• _Excerpted passage_
[Start of Attachment]
Tags: Bush | Will | Begin | Transition | Process

Bush Will Begin Transition Process

Monday, 27 November 2000 12:00 AM

Bush was certified the winner of Florida's presidential election by a 537-vote margin, less than one hundredth of one percent of the votes cast in the state. If the certification stands, Bush gains 25 electoral votes, enough to give him a majority in the Electoral College and make him the 43rd U.S. president.

But it is still far from certain that Bush will be the one to take the oath of office on Jan. 20.

The Gore campaign said it will go to court Monday to contest the results from at least three Florida counties. And the result in Florida is also the subject of a U.S. Supreme Court hearing, scheduled for Friday.

Speaking at the state capitol in Austin, Texas, Bush said he and his running mate – former Defense Secretary Richard Cheney – would "undertake the responsibility of preparing to serve as America's next president and vice president."

He said that he was appointing Cheney and former George Bush Sr. Transportation Secretary Andy Card to lead his transition team. He put the ball firmly in the court of the Clinton-Gore White House by saying that he had asked Cheney "to work with President Clinton's administration to open a transition office in Washington."

He added that "we look forward to a constructive working relationship [with the administration] throughout this transition."

He said that the election had been hard fought, "but now that the votes are counted, it is time for the votes to count." He called on Gore to reconsider his decision to contest the result, saying that such a move is "not the best route for America."

Florida's certified vote tally was announced by Secretary of State Katherine Harris shortly after 7.30 p.m., as follows: Bush, 2,912,790; Gore, 2,912,253.

"I hereby declare George W. Bush the winner of Florida's 25 electoral votes," she said.

The announcement came more than two hours after the deadline set Tuesday by the Florida Supreme Court for the state's 67 counties to submit their final vote tallies to the state's division of elections for certification.

It makes Florida the final state to certify its votes – nearly three weeks after the Nov. 7 election. Harris and the two other members of the state elections board each signed five copies of the certification before announcing the results.

Harris rejected a partial hand recount total from Palm Beach County that she said "purports to be an amended return." She said it failed to comply with Florida law, and she instead accepted the earlier machine count total.
[End of Attachment]
• _Records_
[Start of Attachment]
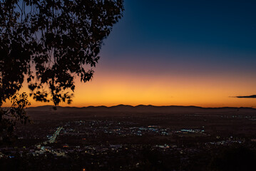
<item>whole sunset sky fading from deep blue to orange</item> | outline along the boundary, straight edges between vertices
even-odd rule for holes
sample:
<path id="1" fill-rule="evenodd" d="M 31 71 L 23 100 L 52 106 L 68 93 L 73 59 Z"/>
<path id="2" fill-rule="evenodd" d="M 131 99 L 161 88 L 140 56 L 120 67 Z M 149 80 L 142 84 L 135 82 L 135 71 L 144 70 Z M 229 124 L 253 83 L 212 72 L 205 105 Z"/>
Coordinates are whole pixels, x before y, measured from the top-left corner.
[End of Attachment]
[Start of Attachment]
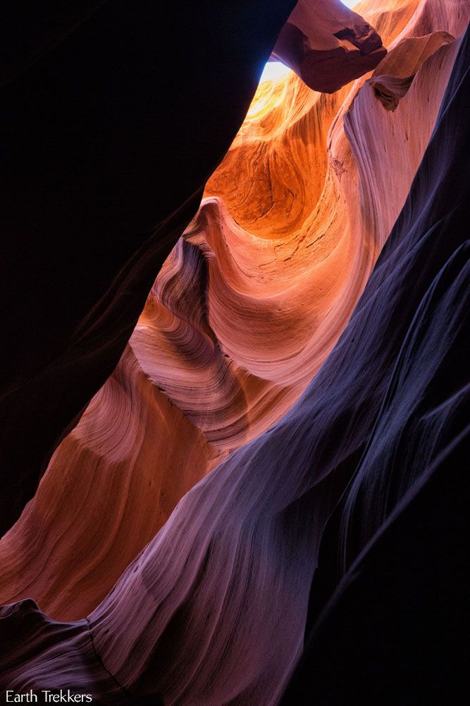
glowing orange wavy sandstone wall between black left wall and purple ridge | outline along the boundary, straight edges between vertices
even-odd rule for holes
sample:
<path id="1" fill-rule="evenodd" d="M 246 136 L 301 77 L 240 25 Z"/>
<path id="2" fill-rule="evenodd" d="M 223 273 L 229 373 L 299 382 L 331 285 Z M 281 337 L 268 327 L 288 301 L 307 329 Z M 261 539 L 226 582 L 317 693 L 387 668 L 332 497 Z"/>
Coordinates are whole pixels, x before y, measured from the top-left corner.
[End of Attachment]
• _Problem to work on_
Continue the news report on Bush's certification as the winner in Florida, beginning after its last sentence. The material above stands on its own and is not part of the news report.

• _Answer to this exercise_
Palm Beach County was unable to finish its manual recount by 5 p.m. and had requested an extension from Harris Sunday afternoon. She rejected it, but election officials continued counting and finished about two hours later, less than half an hour before Harris made her announcement. The final result showed a 200-vote gain for Gore – not enough to overturn Bush's lead even if the votes had been included in the state's final tally.

Minutes after Harris's announcement, Democratic vice presidential candidate Joseph Lieberman, in Washington, criticized the refusal to include the Palm Beach County recount and said the Gore campaign would contest the certification.

"How can we teach our children that every vote counts if we are not willing to make a good-faith effort to count every vote?" Lieberman said, speaking from the Hay Adams Hotel across Lafayette Park from the White House.

"Because of our belief in the importance of these fundamental American principles, Vice President Gore and I have no choice but to contest these actions as provided under Florida law and in accord with the decision of the Florida Supreme Court."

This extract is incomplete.